**BEREITGESTELLTER AUSZUG**
※ ※ ※

Ob er jetzt VPN-Tunnel oder Geräte verwaltet, letzt endlich hat er beides im Griff, außer es ist in der Maschine ein Netzwerk-unabhängiges Gerät wie über LTE verbaut von dem der Endkunde nichts weiß. Dann ist der Zugriff unabhängig des Endkunden. Außer die komplette Maschine ist aus.


----------



## kafiphai (30 September 2021)

Process-Informatik GmbH schrieb:


> bei Dir im Haus Tischgerät, beide bauen eine Verbindung zu einander auf, kein VPN-Tunnel, keine Anmeldung an Portalen. Nur Deine Geräte untereinander sind sichtbar,


Also das kann schon von Vorteil sein, wenn zB. der neue Netzwerk Teilnehmer(Waage, HMI etc.) zu Testzwecken noch am Schreibtisch liegt...
VPN in der VM bleibt halt auch nur in der VM....


----------



## JesperMP (30 September 2021)

Wir verwendet die Ewon Cosy.

※ ※ ※

**ERFASSTE DATEN**
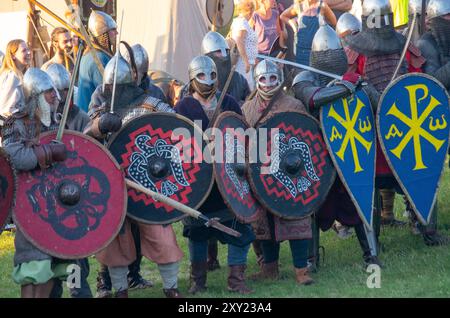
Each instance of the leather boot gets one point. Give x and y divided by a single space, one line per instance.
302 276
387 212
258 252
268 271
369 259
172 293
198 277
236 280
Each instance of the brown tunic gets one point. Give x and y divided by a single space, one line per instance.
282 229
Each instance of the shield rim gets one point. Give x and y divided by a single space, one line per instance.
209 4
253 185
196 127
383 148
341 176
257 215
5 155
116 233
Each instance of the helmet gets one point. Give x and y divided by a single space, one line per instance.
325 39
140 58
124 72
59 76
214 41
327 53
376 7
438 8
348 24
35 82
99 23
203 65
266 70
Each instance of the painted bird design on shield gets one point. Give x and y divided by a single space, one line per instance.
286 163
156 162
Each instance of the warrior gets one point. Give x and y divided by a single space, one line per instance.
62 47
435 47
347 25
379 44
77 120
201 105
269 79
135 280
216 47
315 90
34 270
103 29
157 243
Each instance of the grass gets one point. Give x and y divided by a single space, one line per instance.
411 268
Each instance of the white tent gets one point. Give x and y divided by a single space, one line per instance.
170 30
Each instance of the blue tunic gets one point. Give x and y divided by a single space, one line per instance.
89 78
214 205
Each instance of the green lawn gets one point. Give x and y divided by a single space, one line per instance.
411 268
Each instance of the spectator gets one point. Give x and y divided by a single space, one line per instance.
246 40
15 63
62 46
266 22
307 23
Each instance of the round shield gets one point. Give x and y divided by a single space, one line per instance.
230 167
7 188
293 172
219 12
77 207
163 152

※ ※ ※

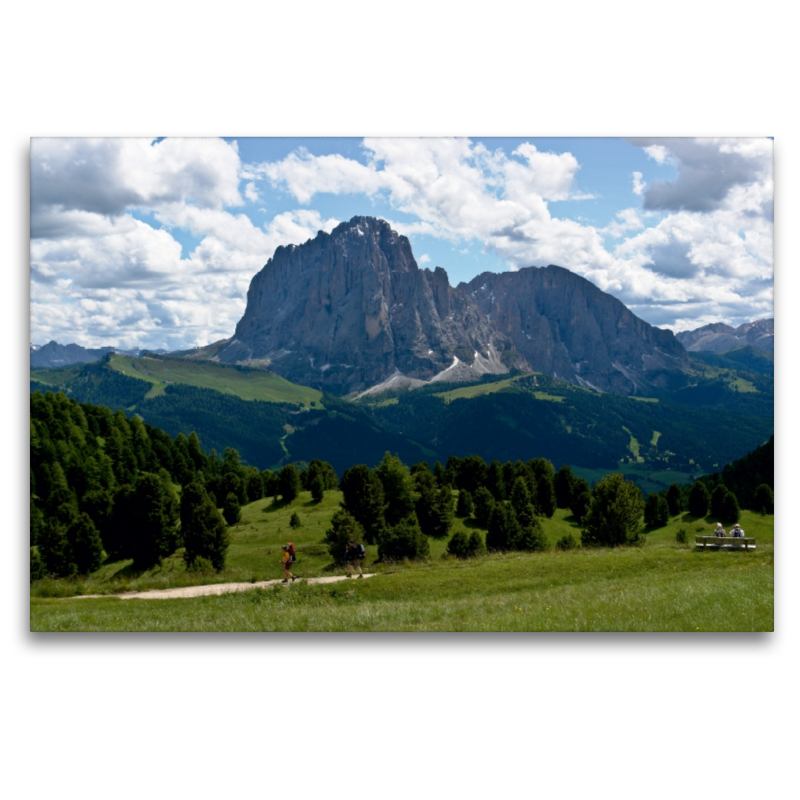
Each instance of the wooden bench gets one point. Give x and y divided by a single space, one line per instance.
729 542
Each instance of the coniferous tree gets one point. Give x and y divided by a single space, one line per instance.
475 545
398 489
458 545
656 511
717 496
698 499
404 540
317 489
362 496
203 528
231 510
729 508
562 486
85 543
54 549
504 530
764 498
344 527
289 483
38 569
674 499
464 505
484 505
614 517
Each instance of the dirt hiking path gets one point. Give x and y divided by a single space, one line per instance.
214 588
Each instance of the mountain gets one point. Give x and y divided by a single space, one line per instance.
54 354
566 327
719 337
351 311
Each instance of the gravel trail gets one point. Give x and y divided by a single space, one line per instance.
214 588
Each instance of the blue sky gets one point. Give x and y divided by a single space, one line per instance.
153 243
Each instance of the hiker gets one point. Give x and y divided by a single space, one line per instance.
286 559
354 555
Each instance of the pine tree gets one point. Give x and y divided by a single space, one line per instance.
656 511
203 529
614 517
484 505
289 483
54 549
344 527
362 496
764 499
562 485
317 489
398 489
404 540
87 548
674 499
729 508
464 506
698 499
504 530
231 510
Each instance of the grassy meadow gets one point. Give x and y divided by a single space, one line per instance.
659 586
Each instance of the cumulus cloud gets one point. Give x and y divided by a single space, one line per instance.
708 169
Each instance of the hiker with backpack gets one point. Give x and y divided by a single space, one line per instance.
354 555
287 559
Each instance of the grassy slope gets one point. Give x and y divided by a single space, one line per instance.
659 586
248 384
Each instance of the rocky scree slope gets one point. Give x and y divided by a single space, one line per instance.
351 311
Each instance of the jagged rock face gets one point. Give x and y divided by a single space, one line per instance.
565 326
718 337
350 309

※ ※ ※

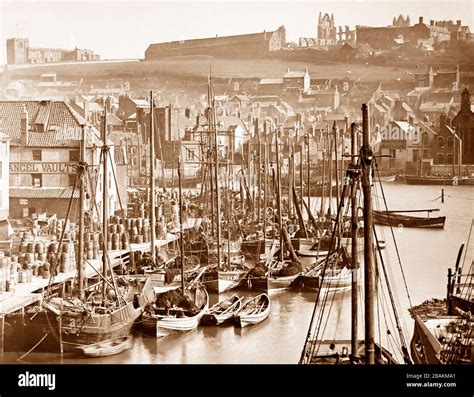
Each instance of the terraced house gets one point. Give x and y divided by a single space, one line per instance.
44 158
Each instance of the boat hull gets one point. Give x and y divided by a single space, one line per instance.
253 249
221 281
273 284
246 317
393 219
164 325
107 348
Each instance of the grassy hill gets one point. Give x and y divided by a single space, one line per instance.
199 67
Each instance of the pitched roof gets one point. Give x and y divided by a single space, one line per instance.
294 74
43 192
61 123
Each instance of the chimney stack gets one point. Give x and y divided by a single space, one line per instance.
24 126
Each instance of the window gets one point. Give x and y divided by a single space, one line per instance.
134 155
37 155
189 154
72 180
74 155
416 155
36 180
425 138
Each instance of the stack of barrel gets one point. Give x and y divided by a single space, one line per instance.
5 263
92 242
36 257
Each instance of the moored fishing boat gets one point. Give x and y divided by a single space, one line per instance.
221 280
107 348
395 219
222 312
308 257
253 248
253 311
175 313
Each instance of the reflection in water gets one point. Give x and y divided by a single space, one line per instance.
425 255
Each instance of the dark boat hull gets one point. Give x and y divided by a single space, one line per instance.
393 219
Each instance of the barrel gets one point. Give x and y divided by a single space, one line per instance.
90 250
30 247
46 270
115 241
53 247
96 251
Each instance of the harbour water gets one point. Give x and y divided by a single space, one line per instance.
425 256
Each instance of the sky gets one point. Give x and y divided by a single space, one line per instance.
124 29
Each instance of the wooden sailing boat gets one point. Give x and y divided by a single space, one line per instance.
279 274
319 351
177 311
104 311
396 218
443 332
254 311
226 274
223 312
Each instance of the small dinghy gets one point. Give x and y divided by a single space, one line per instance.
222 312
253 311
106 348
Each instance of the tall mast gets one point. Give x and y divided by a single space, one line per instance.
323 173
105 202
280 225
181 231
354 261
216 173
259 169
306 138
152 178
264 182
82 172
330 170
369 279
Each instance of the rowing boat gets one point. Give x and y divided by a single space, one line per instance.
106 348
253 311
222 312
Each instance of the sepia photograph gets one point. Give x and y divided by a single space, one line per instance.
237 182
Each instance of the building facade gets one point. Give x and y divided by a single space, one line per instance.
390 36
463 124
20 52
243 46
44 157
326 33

※ ※ ※

**WAS ZU TUN IST**
Tippen Sie aus dem Auszug den Teil ab, der mit den Worten „Ob er jetzt“ einsetzt, und hören Sie nach „Maschine ist aus.“ auf. Die Einträge stammen aus einer anderen Quelle als der Auszug.

**LÖSUNG DER AUFGABE**
Ob er jetzt VPN-Tunnel oder Geräte verwaltet, letzt endlich hat er beides im Griff, außer es ist in der Maschine ein Netzwerk-unabhängiges Gerät wie über LTE verbaut von dem der Endkunde nichts weiß. Dann ist der Zugriff unabhängig des Endkunden. Außer die komplette Maschine ist aus.